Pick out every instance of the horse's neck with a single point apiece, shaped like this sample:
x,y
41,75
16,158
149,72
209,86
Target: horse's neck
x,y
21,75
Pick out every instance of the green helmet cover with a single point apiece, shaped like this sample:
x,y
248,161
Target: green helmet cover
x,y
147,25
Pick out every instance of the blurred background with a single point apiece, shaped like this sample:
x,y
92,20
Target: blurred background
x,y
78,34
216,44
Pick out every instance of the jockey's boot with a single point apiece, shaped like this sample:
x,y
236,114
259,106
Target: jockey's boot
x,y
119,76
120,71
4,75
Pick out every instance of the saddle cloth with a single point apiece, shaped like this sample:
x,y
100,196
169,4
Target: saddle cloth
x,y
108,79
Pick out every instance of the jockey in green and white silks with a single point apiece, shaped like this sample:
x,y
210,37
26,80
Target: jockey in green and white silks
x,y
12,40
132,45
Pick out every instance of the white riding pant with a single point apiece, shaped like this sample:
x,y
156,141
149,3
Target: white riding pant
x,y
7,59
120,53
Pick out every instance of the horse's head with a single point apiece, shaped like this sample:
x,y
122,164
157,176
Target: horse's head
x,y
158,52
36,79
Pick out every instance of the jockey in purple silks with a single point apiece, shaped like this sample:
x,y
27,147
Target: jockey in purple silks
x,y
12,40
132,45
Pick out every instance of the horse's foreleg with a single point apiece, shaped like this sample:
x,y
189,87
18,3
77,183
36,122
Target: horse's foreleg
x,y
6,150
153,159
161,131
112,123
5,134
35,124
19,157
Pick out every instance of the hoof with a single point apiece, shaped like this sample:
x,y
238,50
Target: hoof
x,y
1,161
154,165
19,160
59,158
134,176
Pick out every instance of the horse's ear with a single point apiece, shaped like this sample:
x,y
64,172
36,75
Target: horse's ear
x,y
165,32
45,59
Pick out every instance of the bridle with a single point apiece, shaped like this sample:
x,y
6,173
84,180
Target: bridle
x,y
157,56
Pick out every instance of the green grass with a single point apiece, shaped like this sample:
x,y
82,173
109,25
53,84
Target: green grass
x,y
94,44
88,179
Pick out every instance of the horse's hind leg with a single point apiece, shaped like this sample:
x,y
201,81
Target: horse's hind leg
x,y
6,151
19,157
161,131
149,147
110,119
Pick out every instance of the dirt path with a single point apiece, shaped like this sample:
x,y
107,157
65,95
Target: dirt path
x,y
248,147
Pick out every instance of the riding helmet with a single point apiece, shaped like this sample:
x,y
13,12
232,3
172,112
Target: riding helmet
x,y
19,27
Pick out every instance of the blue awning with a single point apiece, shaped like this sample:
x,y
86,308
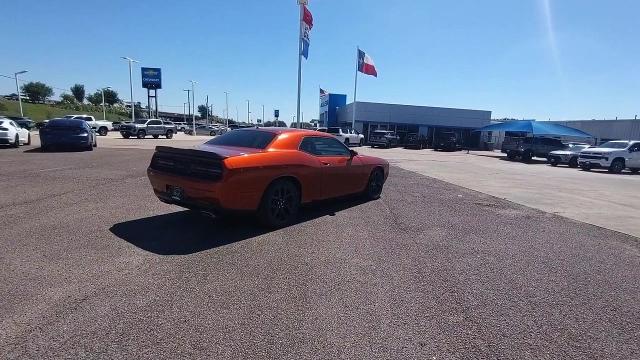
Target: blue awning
x,y
536,128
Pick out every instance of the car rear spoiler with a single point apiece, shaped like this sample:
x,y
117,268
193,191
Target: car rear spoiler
x,y
191,153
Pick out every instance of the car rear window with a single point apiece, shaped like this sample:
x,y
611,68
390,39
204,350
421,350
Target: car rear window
x,y
65,123
254,139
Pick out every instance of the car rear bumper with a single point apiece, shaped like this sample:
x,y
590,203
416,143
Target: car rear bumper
x,y
202,194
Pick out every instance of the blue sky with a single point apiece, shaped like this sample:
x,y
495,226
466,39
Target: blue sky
x,y
558,59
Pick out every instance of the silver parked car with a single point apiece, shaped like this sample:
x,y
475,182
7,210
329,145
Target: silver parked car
x,y
569,155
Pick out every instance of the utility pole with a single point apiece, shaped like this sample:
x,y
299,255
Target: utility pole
x,y
18,90
248,112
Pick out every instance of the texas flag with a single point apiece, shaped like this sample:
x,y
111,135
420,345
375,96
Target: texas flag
x,y
365,64
307,24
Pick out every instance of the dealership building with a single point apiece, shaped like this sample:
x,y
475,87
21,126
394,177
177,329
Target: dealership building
x,y
402,119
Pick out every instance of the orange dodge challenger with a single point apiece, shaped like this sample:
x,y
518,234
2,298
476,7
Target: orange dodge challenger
x,y
269,171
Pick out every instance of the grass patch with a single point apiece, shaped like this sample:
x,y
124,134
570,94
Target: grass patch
x,y
39,112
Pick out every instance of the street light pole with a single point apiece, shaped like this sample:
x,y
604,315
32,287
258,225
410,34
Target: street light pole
x,y
104,112
248,112
18,89
226,100
130,60
193,92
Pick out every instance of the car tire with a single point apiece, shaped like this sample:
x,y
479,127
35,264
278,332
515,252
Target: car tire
x,y
374,184
280,204
573,163
616,166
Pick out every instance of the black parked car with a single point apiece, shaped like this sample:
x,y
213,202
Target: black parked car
x,y
67,133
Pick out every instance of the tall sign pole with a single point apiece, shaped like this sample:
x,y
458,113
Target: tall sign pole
x,y
355,90
301,4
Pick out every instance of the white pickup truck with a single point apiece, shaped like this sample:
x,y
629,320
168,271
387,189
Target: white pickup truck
x,y
347,136
612,155
101,127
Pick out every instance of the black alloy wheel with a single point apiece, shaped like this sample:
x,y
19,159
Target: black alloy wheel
x,y
280,204
616,166
375,184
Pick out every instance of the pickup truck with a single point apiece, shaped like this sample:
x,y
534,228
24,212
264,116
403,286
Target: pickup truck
x,y
527,148
100,126
347,136
614,156
143,127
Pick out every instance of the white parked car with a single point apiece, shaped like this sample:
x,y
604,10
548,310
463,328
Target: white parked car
x,y
347,136
612,155
99,126
12,134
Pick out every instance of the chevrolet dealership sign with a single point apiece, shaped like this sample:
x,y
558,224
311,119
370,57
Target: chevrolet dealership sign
x,y
151,78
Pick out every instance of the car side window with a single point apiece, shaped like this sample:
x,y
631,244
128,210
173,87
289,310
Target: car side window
x,y
323,146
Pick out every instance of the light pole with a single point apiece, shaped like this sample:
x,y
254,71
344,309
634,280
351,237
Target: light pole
x,y
226,100
104,112
130,60
193,92
248,112
18,89
188,101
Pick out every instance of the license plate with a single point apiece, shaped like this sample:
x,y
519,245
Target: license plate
x,y
176,192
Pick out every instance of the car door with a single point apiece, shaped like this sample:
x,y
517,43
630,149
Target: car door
x,y
154,127
340,171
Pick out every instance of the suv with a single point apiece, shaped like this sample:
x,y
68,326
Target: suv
x,y
613,155
347,136
100,126
528,147
143,127
384,138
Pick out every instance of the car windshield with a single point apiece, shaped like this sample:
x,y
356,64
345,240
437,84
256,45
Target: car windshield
x,y
255,139
614,145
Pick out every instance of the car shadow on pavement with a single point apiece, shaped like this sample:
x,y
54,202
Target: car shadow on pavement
x,y
188,232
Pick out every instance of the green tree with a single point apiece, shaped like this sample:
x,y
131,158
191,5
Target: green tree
x,y
78,92
95,98
202,110
68,98
37,91
111,97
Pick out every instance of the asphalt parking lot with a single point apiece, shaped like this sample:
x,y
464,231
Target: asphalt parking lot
x,y
94,266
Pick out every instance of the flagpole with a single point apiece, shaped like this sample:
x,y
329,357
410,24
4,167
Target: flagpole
x,y
300,4
355,91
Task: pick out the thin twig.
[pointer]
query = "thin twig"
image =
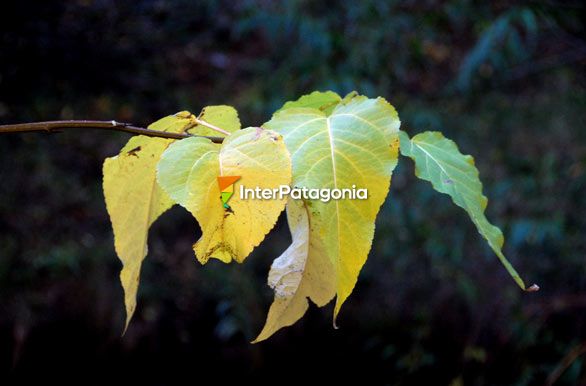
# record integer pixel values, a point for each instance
(57, 126)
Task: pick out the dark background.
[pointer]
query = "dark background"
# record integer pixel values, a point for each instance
(433, 306)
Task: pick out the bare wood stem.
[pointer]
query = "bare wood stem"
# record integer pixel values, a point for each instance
(57, 126)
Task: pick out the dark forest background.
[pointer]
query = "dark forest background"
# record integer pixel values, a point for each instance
(433, 306)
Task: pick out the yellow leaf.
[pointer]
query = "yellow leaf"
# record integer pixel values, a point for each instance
(224, 117)
(134, 200)
(304, 271)
(189, 169)
(357, 144)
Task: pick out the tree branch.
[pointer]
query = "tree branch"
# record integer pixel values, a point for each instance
(57, 126)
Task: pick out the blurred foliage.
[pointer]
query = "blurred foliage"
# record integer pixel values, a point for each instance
(506, 80)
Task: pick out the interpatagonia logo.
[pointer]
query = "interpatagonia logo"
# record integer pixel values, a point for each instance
(226, 184)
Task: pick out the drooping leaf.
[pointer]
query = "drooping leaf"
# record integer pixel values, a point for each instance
(188, 172)
(304, 271)
(439, 161)
(222, 116)
(356, 145)
(134, 200)
(325, 101)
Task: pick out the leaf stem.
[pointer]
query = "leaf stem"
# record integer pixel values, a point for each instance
(58, 126)
(210, 126)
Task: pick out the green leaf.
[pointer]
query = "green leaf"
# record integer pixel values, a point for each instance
(188, 172)
(134, 200)
(325, 101)
(438, 160)
(224, 117)
(304, 271)
(356, 145)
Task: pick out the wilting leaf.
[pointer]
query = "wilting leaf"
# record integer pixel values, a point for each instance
(188, 172)
(304, 271)
(134, 200)
(357, 145)
(438, 160)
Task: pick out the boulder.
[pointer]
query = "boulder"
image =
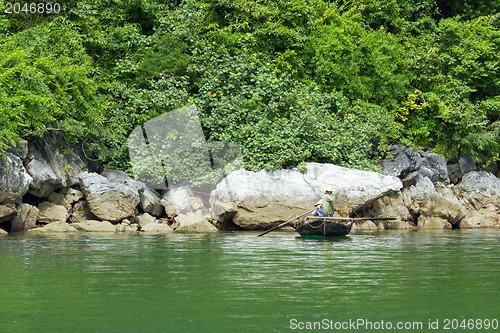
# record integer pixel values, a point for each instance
(66, 197)
(54, 164)
(26, 218)
(14, 180)
(49, 212)
(399, 225)
(7, 212)
(467, 164)
(54, 227)
(126, 227)
(433, 222)
(182, 200)
(427, 200)
(480, 191)
(454, 173)
(20, 149)
(260, 200)
(402, 161)
(94, 226)
(391, 205)
(434, 167)
(108, 201)
(365, 226)
(477, 222)
(151, 203)
(117, 176)
(81, 212)
(157, 228)
(193, 223)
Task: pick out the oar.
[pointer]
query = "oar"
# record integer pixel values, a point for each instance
(284, 223)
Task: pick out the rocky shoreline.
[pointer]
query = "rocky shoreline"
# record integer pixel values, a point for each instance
(53, 187)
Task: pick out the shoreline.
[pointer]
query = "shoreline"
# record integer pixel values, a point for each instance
(58, 188)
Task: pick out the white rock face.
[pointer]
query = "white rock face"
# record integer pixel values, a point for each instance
(193, 223)
(181, 200)
(258, 200)
(108, 201)
(14, 180)
(94, 226)
(49, 212)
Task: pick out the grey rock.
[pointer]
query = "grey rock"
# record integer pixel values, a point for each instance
(67, 197)
(120, 177)
(160, 228)
(26, 218)
(94, 226)
(258, 200)
(433, 222)
(126, 227)
(480, 222)
(54, 164)
(14, 180)
(467, 164)
(403, 161)
(480, 191)
(81, 212)
(193, 223)
(49, 212)
(365, 226)
(391, 205)
(427, 200)
(54, 228)
(151, 203)
(399, 225)
(145, 219)
(182, 200)
(7, 212)
(45, 180)
(108, 201)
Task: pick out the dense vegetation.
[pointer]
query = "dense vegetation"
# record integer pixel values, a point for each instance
(288, 80)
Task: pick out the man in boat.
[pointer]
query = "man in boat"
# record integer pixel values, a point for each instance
(327, 201)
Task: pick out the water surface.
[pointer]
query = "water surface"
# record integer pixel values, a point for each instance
(236, 282)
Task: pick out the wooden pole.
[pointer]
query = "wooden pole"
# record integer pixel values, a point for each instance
(284, 223)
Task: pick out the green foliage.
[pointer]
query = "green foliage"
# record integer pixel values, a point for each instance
(46, 85)
(361, 63)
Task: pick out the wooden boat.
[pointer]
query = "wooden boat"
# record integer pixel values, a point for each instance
(329, 226)
(324, 226)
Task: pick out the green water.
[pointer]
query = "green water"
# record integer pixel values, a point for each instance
(236, 282)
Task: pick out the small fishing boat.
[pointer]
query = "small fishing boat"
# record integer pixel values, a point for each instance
(324, 226)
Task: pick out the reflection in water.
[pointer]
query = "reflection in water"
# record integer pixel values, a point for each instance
(236, 281)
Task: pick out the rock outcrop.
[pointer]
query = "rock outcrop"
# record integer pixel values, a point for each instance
(50, 212)
(259, 200)
(25, 219)
(54, 164)
(108, 200)
(404, 160)
(182, 200)
(14, 180)
(481, 192)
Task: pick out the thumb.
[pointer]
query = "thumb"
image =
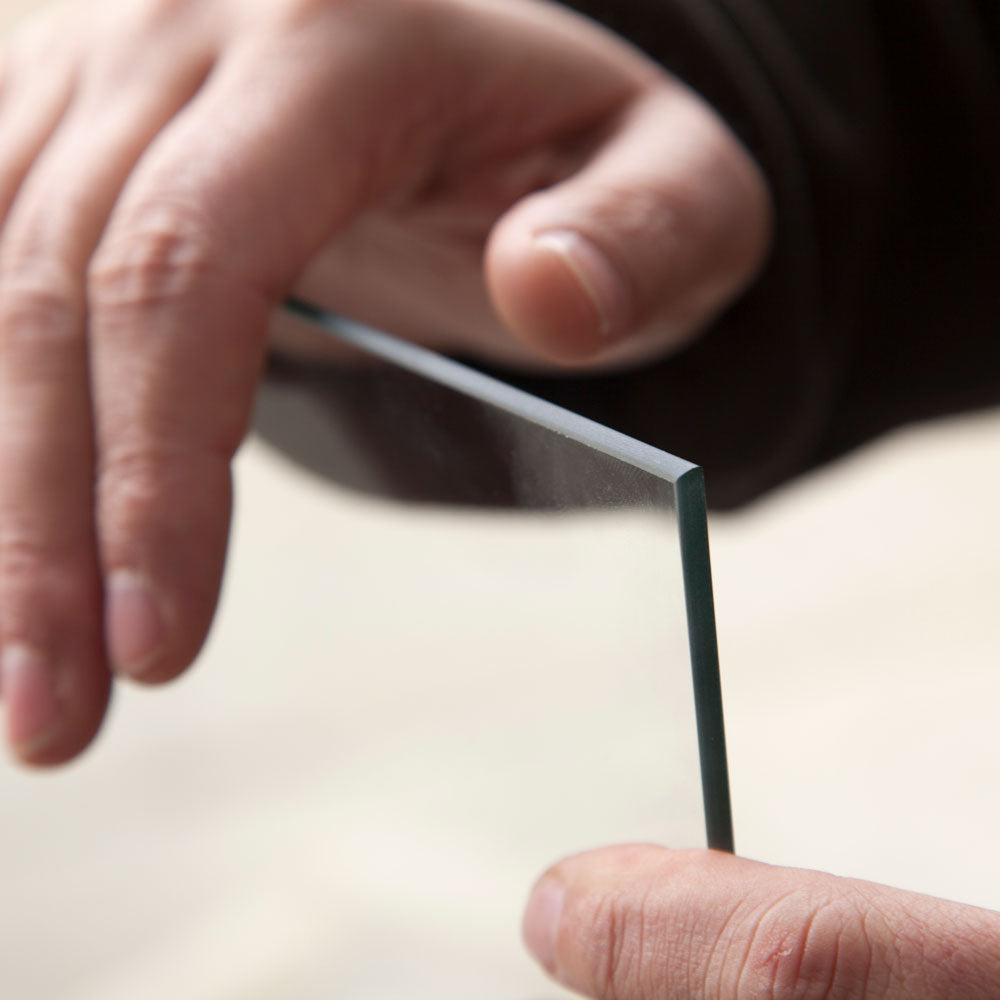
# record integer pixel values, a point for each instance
(638, 923)
(668, 220)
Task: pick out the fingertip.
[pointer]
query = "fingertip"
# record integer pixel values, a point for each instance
(52, 711)
(135, 626)
(542, 916)
(557, 291)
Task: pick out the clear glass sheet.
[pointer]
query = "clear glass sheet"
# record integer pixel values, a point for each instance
(524, 726)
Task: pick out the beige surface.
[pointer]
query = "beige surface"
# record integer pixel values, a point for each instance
(220, 843)
(239, 835)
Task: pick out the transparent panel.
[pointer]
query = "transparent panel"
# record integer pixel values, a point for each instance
(546, 728)
(406, 712)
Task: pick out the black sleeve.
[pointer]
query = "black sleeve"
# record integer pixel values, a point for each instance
(877, 123)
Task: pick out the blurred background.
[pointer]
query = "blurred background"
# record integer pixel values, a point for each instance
(226, 840)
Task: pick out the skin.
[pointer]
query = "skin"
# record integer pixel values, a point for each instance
(645, 923)
(500, 177)
(494, 176)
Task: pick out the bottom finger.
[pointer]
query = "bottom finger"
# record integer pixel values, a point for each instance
(638, 923)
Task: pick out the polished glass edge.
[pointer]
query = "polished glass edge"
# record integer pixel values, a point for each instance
(692, 515)
(688, 481)
(496, 393)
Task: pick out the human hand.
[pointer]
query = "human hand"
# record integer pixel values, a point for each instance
(644, 923)
(500, 177)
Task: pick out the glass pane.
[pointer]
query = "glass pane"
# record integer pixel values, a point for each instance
(543, 730)
(406, 711)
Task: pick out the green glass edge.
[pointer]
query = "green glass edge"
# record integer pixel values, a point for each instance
(692, 516)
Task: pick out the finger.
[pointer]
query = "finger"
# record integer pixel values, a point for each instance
(197, 254)
(31, 103)
(54, 675)
(635, 252)
(643, 923)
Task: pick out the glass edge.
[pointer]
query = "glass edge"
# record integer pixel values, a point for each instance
(689, 484)
(692, 516)
(462, 378)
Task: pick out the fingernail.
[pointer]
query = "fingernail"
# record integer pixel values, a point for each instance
(135, 628)
(31, 694)
(541, 921)
(595, 275)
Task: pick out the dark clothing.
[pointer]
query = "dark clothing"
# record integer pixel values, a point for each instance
(877, 123)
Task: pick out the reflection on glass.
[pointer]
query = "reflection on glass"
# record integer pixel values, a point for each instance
(547, 728)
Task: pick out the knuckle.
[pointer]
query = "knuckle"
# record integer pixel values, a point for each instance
(819, 949)
(38, 300)
(158, 254)
(134, 478)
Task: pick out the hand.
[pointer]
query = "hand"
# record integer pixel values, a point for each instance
(643, 923)
(501, 177)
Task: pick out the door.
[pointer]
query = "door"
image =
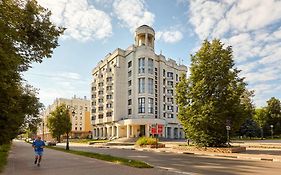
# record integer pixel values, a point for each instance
(142, 130)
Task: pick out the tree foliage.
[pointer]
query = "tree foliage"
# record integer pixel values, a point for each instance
(26, 36)
(213, 96)
(273, 109)
(59, 122)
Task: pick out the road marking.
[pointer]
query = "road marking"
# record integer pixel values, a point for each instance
(173, 170)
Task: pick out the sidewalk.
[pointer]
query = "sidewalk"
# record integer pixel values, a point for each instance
(21, 162)
(256, 150)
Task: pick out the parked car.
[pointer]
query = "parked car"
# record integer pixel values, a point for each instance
(51, 143)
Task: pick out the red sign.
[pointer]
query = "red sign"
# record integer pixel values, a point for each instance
(153, 130)
(156, 129)
(159, 129)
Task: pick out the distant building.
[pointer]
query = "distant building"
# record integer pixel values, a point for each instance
(134, 89)
(80, 117)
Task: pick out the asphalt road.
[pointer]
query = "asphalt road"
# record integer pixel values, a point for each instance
(193, 164)
(21, 162)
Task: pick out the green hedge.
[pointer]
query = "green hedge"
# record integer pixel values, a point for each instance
(4, 151)
(146, 141)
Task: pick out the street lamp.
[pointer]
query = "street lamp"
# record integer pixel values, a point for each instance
(227, 134)
(43, 130)
(271, 126)
(67, 134)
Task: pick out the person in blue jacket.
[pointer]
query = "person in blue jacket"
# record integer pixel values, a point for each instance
(38, 146)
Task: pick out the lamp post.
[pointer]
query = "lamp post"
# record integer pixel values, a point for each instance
(227, 134)
(43, 130)
(67, 134)
(271, 126)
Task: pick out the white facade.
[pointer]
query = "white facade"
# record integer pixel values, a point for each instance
(133, 89)
(80, 117)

^^^^^^^^

> DIRECTIVE
What are the lines from the one with "Task: pick out the street lamp." through the last line of the records above? Quote them exactly and add nothing.

> EXERCISE OUTPUT
Task: pick out the street lamp.
[pointer]
query = "street lamp"
# record integer pixel values, a point for each instance
(227, 134)
(43, 130)
(271, 126)
(67, 134)
Task: pick out the person in blue jacket.
[pointer]
query = "person in blue jacket"
# record integer pixel values, a point for each instance
(38, 146)
Task: pick out the lamp post.
[pointer]
query = "lamp post"
# record integer pixel values, a point for each instance
(227, 134)
(43, 130)
(67, 134)
(271, 126)
Task: pick out the white facade.
[pointer]
query = "white facade"
# record integer pixel values, a point for each instance
(133, 89)
(80, 117)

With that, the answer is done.